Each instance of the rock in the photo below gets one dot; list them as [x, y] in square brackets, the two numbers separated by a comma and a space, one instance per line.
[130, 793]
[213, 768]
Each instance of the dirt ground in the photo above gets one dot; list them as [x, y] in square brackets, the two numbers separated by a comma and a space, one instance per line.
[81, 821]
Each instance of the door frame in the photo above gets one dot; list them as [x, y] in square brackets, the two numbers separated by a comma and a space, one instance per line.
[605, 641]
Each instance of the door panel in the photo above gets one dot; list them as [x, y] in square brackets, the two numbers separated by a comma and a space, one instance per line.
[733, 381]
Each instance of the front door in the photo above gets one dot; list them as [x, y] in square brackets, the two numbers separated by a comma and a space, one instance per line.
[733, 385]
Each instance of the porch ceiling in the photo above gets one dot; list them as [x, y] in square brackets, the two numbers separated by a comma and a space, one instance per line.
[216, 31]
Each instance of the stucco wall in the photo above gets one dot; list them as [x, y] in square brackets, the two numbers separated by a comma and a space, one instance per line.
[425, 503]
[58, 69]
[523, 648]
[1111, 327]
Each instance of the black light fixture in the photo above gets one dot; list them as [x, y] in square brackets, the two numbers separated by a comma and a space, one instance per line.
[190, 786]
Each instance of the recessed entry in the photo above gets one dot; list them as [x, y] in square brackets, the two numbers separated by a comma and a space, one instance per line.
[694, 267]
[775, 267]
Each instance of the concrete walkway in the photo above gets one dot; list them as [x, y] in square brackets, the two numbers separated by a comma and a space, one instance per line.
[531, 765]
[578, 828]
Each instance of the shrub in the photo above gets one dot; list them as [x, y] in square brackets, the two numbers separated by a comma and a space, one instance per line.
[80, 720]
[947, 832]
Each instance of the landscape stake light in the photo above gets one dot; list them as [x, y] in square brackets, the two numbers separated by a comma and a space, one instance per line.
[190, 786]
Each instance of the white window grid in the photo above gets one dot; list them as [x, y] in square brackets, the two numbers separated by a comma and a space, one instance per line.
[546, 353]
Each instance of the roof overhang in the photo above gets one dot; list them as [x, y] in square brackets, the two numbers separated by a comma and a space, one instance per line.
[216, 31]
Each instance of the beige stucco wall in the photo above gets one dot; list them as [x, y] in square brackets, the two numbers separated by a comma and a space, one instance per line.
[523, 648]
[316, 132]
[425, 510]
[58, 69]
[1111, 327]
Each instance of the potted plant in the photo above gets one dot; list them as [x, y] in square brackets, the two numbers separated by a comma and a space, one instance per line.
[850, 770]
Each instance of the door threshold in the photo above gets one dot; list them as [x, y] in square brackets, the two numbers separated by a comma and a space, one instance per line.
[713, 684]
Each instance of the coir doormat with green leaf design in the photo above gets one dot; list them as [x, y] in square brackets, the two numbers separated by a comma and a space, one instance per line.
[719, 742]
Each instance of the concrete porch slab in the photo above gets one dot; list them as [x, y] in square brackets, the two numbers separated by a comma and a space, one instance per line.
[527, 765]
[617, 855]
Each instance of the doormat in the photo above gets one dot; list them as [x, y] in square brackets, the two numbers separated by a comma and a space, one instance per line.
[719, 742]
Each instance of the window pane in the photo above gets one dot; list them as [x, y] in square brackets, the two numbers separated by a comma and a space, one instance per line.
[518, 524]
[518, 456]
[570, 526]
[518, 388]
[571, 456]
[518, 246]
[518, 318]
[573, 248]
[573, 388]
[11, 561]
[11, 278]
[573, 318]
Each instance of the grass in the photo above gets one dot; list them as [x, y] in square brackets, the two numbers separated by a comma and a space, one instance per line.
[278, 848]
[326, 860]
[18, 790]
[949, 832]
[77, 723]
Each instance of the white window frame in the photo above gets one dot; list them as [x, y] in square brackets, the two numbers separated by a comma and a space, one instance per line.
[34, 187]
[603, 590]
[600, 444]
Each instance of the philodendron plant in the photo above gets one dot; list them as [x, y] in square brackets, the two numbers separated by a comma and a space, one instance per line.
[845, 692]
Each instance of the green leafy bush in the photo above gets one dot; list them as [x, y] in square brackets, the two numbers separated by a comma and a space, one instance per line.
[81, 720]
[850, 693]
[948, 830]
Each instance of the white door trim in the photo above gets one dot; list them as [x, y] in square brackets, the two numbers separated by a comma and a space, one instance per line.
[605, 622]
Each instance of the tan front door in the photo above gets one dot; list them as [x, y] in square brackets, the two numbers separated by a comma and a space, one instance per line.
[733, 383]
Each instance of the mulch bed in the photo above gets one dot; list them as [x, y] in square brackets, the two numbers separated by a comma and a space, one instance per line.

> _YOUR GOAL_: Reproduce, word for word, every line starting at the line that contains "Each instance of the grass" and ending with the final line of the entries.

> _ANSWER TO THE EXERCISE_:
Each instance of the grass in the photo above gets one dot; list them as [x, y] in square brackets, the two numbers separated by a comma and a space, one instance per line.
[278, 848]
[326, 860]
[18, 790]
[949, 832]
[77, 723]
Each instance of the white window frame in the photo above gets one dot; list them as [x, y] in square brackets, the two numbers separated by a comma and a space, one instance per line.
[34, 187]
[603, 590]
[600, 444]
Each instance of the philodendron plant in the photo above gets one dot; list them as [x, y] in square brackets, the two numbers separated by a comma and a space, one instance per line.
[845, 692]
Each instance of the green leafy bush in the photo above gets one dot; list them as [x, y] in square brackets, the two numbers separated by a comma and a space, one instance per line.
[81, 720]
[850, 693]
[948, 830]
Each instance of the white door trim in the photo above gets one dot; list them as [x, y] in square brackets, the two numbers separated by a comma and a space, one instance per line.
[605, 622]
Each instance of the tan front door in the photo above gets one dot; list them as [x, y] in square brackets, the two numbers separated by a comma and a space, one instance per line.
[733, 383]
Each instance of the mulch bed in the photo above gets one dot; list them as [x, y] in square brackets, the two numbers separated by a comma and a space, one instance per line.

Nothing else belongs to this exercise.